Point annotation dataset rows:
++++++++++++++++++++

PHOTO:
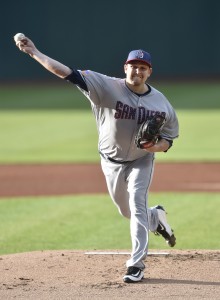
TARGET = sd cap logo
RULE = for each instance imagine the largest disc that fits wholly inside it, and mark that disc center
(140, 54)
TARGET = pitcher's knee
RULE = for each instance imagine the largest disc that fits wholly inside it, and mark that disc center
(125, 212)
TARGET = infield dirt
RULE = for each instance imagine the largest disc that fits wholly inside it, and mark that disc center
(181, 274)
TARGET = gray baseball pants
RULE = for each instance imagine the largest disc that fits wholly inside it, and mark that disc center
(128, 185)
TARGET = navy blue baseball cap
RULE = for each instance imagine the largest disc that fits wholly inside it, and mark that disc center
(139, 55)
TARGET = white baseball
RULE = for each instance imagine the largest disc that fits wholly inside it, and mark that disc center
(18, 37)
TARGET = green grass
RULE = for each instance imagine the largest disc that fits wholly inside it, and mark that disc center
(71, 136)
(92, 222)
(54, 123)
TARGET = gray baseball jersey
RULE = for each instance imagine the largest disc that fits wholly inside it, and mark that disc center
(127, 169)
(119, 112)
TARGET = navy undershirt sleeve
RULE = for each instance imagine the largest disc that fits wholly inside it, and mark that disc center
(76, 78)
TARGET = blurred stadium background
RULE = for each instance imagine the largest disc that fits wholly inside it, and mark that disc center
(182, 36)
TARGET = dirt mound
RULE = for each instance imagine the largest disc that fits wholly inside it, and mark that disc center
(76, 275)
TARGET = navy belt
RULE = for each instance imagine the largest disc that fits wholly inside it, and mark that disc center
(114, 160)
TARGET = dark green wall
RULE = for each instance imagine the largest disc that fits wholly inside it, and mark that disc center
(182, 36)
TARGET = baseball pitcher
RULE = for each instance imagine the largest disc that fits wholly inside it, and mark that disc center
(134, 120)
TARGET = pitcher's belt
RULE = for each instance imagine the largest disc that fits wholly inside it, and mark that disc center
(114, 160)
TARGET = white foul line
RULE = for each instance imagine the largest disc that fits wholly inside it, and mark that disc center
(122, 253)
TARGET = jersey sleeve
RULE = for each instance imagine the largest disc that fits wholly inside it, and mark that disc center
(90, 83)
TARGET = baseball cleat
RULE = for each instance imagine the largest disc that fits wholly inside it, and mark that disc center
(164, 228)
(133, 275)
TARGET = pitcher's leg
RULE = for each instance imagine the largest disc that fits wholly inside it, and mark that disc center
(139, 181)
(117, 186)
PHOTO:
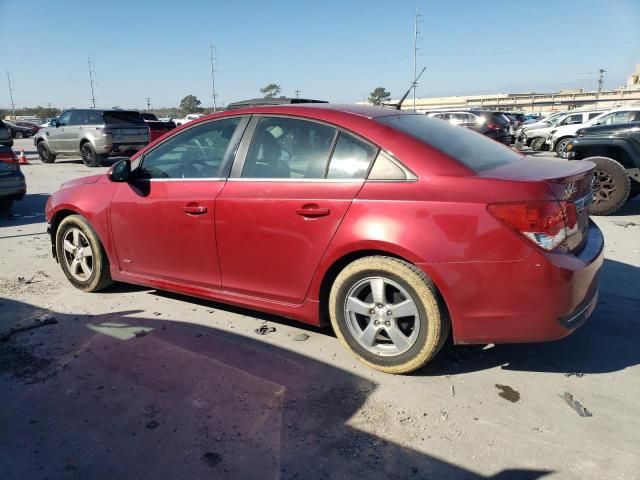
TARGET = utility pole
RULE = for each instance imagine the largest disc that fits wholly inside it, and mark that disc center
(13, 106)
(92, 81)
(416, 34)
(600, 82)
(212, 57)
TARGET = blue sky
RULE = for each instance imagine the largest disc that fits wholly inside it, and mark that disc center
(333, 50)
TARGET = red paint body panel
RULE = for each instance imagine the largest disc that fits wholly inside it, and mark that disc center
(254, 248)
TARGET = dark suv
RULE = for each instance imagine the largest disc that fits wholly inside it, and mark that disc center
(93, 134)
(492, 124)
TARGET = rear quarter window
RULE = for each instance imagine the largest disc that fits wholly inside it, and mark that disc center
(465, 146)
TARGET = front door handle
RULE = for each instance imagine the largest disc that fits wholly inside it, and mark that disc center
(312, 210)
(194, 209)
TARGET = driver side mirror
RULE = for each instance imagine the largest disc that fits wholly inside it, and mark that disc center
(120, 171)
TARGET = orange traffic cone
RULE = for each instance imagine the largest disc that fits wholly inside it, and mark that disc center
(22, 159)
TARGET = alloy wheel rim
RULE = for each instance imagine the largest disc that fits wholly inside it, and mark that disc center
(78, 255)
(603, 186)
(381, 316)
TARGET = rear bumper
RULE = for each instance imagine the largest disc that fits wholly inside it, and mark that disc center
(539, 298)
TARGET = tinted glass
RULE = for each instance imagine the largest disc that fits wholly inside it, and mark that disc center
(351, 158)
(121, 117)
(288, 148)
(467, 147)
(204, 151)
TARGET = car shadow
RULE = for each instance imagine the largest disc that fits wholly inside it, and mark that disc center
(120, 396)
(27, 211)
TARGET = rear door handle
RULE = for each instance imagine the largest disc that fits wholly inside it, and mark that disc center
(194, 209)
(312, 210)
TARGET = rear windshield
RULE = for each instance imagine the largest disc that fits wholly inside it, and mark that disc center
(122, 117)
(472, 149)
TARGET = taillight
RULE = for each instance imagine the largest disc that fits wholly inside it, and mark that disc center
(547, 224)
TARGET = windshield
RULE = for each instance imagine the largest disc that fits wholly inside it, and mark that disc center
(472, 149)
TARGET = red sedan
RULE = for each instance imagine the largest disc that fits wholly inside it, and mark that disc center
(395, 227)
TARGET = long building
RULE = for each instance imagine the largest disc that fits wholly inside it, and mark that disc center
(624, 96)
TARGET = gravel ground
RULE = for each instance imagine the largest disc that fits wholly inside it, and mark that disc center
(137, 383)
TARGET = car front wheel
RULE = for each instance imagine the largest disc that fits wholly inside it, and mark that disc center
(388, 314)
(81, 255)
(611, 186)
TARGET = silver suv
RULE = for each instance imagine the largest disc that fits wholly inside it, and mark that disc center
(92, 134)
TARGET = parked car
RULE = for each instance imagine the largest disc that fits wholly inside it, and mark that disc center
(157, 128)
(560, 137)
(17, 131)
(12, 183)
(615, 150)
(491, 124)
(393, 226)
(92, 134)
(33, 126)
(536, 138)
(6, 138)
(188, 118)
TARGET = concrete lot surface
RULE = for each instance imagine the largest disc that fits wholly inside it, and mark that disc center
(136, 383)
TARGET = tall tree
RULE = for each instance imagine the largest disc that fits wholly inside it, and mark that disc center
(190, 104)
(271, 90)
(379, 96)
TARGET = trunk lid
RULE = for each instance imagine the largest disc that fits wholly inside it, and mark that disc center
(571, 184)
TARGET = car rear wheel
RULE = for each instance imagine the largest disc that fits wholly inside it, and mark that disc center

++++++++++++++++++++

- WORK REQUIRED
Reproduce every one of the rows above word for word, without changing any line. Leave the pictures out of your copy.

- WRITTEN ANSWER
PHOTO:
TARGET = sd cap logo
RULE = for each instance imagine the largest disc that fits wholly inside it, and mark that disc center
(140, 54)
TARGET = pitcher's knee
RULE = for each instance imagine the largest disc that fits wholly inside it, and mark that disc center
(125, 212)
TARGET = infield dirt
RULE = for each instance imagine the largest disc that fits wholly inside it, and mark that disc center
(181, 274)
TARGET = gray baseball pants
RULE = for each instance imagine the largest disc that fits wholly inside it, and mark that disc center
(128, 185)
TARGET = navy blue baseball cap
RULE = for each instance imagine the largest disc that fits wholly inside it, and mark that disc center
(139, 55)
TARGET = white baseball
RULE = for each instance imagine the largest disc that fits wholly inside it, and mark that disc center
(18, 37)
TARGET = green grass
RULE = for each instance imagine the largest disc that fits wholly inside it, and mark that disc center
(71, 136)
(92, 222)
(54, 123)
TARGET = gray baseball jersey
RULE = for each instance imagine the largest disc that fits wholly inside it, and mark that disc center
(127, 169)
(119, 112)
TARGET = navy undershirt sleeve
RULE = for each instance imagine the largest disc that fits wholly inside it, and mark that disc center
(76, 78)
TARGET = blurred stadium background
RULE = for each instance imagine the largest disc that fits wholly inside it, and mark that disc center
(182, 36)
TARGET = dirt mound
RULE = for each instance imagine the largest disc that fits wholly inside it, and mark that disc center
(76, 275)
TARGET = navy belt
RULE = for each instance imagine the largest disc that fits wholly inside it, and mark that disc center
(114, 160)
TARGET = dark green wall
RULE = for each instance imagine the largest disc that fits wholly inside it, and mark that disc center
(182, 36)
TARGET = baseball pitcher
RULE = for each instance imagine the largest disc that fits wholly inside it, and mark that disc center
(134, 120)
TARGET = pitcher's belt
RULE = for each instance imagine the largest disc that fits wholly inside it, and mark that disc center
(114, 160)
TARGET = white foul line
RULE = for each instance imagine the largest disc that fits wholly inside it, and mark that disc center
(122, 253)
TARGET = jersey sleeve
RULE = for each instance imagine the largest disc that fits wholly inside it, and mark that disc center
(90, 83)
TARGET = baseball cleat
RULE = for each instance imagine the largest disc that fits wholly inside it, and mark that disc center
(164, 228)
(133, 275)
TARGET = pitcher's leg
RULE = for each instance imagine the largest disc that fits wholly inside it, and mark that disc center
(139, 181)
(117, 186)
PHOTO:
TARGET = utility pole
RULE = for each instance imagine the largest disc that fits wholly inside it, and mark that disc center
(13, 106)
(92, 81)
(416, 34)
(600, 82)
(212, 57)
TARGET = blue sky
RULE = for each instance imagine the largest disc that fits wholly inside it, and mark that disc center
(333, 50)
TARGET = red paint body panel
RULE = for each instance imagine the largest disc that fits wholly inside it, and mark that disc center
(254, 248)
TARGET = dark suv
RULE = for each instance imagine the largest disc that fits wholly inside it, and mark that disc center
(93, 134)
(492, 124)
TARGET = rear quarter window
RULE = for each instance imagine the largest disc that fits wholly inside it, and mark that disc center
(465, 146)
TARGET = front door handle
RULE = for each instance imagine the largest disc that fits wholly inside it, and mark that disc center
(312, 210)
(194, 209)
TARGET = driver side mirror
RULE = for each instance imagine the largest disc that fits wholly inside it, and mark that disc center
(120, 171)
TARGET = orange traffic cone
RULE = for each instance imagine the largest disc that fits wholly inside it, and mark that disc center
(22, 159)
TARGET = alloy wheel rim
RULE = for each instance imagine the largest disc that fits wholly inside it, and mark that disc center
(78, 255)
(603, 186)
(381, 316)
TARGET = rear bumper
RULE = for each instance imagine the largest disc that fits wholly inside it, and mark that disc center
(539, 298)
TARGET = tinted glass
RULE = for each instance imagine the largest disc that fits wholly inside it, and mark that disc center
(351, 158)
(121, 117)
(288, 148)
(467, 147)
(204, 151)
TARGET = car shadow
RULE = for each instance imagine the largest disc that fits wholly inside it, and mark that disc center
(120, 396)
(27, 211)
TARGET = rear door handle
RULE = for each instance imagine the largest disc that fits wholly inside it, and mark that disc center
(194, 209)
(312, 210)
TARGET = rear windshield
RULE = for each instance imagine the largest disc that fits wholly inside it, and mark that disc center
(122, 117)
(472, 149)
TARGET = taillight
RULE = for each instance imagine the largest disc that fits wholly inside it, and mark that disc center
(547, 224)
TARGET = windshield
RULE = for each instance imagine the largest disc that fits wholly inside it, and mark that disc center
(472, 149)
TARGET = red sedan
RULE = for each instance imagine the largest disc that fits wholly inside it, and mark that disc center
(395, 227)
TARGET = long building
RULE = for each instance imagine the largest disc that fits wholly inside it, and mark that disc center
(624, 96)
TARGET = gravel ground
RULE = for each instance imagine the largest disc that fits wholly inside it, and mark that disc center
(137, 383)
TARGET = car front wheel
RULE = for each instance imagine the largest disc that fits wholly inside it, and mark that disc center
(388, 314)
(81, 255)
(611, 186)
TARGET = silver suv
RULE = for each instance imagine the largest disc that fits wholly inside it, and mark that disc center
(92, 134)
TARGET = parked car
RULE = for each instance imagine the largest disc that fits wholly inside it, and mark that disc center
(157, 128)
(560, 137)
(17, 131)
(12, 183)
(615, 150)
(491, 124)
(393, 226)
(92, 134)
(33, 126)
(536, 138)
(6, 138)
(188, 118)
TARGET = concrete lot surface
RULE = for each instance imagine the largest disc that fits wholly inside it, and mark that disc center
(136, 383)
TARGET = tall tree
RULE = for each instance imagine the largest disc that fits wholly inside it, and mark that disc center
(190, 104)
(271, 90)
(379, 96)
TARGET = trunk lid
RULE = for each instance imagine the largest disc that fits wholly inside it, and mark that disc center
(571, 184)
TARGET = car rear wheel
RULE = for each instance imagine the largest disc that fits wholly inside it, and mark that disc center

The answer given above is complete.